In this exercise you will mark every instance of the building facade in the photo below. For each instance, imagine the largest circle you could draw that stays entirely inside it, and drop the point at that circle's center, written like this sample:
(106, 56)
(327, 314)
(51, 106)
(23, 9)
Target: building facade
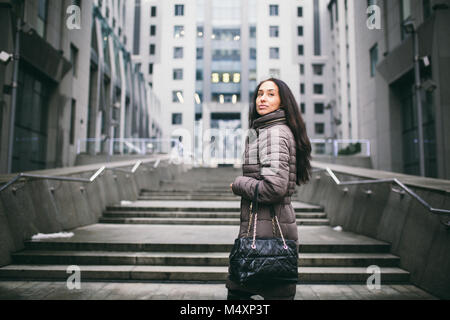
(77, 87)
(205, 58)
(385, 103)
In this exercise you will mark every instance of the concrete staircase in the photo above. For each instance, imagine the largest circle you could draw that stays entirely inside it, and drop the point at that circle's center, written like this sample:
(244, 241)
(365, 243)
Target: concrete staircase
(176, 234)
(195, 212)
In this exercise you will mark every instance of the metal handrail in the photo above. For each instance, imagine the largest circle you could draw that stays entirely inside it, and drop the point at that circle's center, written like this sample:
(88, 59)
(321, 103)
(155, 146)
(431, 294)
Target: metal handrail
(70, 179)
(35, 176)
(405, 188)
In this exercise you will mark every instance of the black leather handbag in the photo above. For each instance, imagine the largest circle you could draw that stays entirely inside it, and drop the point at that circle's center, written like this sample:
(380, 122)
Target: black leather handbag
(263, 260)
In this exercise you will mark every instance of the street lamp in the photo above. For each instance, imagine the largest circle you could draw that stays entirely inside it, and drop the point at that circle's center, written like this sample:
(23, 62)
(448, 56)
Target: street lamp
(409, 28)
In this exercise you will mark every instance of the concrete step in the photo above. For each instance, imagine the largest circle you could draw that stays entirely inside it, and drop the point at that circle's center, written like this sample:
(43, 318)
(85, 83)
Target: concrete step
(195, 247)
(209, 206)
(191, 273)
(192, 259)
(200, 221)
(178, 214)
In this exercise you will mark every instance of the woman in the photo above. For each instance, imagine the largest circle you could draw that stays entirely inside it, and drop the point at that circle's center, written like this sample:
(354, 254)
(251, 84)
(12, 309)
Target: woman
(283, 154)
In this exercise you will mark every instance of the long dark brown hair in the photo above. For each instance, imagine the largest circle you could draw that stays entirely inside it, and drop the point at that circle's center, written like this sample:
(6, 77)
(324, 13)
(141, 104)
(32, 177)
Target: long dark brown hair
(295, 123)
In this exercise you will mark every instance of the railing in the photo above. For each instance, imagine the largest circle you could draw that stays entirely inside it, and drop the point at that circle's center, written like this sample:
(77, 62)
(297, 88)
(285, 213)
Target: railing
(70, 179)
(341, 147)
(401, 192)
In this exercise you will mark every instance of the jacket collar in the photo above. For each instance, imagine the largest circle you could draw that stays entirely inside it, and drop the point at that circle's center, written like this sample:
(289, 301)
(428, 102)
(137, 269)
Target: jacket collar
(276, 117)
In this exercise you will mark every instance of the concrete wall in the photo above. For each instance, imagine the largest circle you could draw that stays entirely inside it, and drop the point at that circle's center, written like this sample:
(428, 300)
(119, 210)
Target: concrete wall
(415, 234)
(50, 206)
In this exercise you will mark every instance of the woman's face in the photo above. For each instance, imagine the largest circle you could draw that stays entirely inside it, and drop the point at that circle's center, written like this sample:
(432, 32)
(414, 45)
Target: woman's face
(268, 98)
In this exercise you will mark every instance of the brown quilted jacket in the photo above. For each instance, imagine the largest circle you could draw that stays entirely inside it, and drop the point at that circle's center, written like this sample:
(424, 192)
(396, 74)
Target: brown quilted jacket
(269, 159)
(274, 167)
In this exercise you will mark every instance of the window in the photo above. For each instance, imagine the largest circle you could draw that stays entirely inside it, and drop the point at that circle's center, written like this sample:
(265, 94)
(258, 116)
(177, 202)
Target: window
(318, 108)
(273, 10)
(405, 14)
(177, 118)
(177, 96)
(373, 60)
(302, 107)
(199, 32)
(73, 116)
(77, 3)
(178, 53)
(273, 31)
(177, 74)
(199, 75)
(152, 49)
(178, 31)
(319, 128)
(74, 59)
(179, 10)
(152, 30)
(252, 32)
(318, 89)
(320, 148)
(317, 40)
(330, 12)
(274, 53)
(153, 11)
(137, 28)
(318, 69)
(42, 18)
(274, 73)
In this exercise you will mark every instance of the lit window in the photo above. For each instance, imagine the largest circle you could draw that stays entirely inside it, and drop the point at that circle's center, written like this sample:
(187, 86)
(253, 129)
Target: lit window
(273, 31)
(179, 10)
(177, 96)
(178, 31)
(273, 10)
(274, 53)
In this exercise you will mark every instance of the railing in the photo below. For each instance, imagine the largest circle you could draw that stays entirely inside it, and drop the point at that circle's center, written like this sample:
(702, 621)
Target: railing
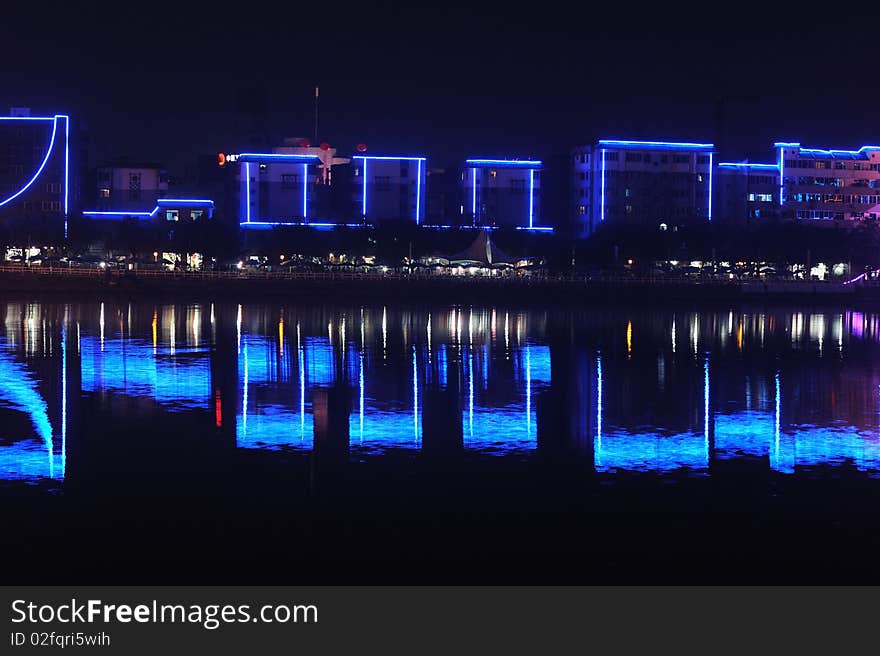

DIRECTION:
Locate every line in the listing above containing the word "street" and copy each one.

EXERCISE SOLUTION:
In this exercise you will mark every instance of the street lamp in the photo above. For each instance, imagine the largest circle you could draw that stays entirely inside it, and drop the point at that circle's center, written like this sample:
Target: street lamp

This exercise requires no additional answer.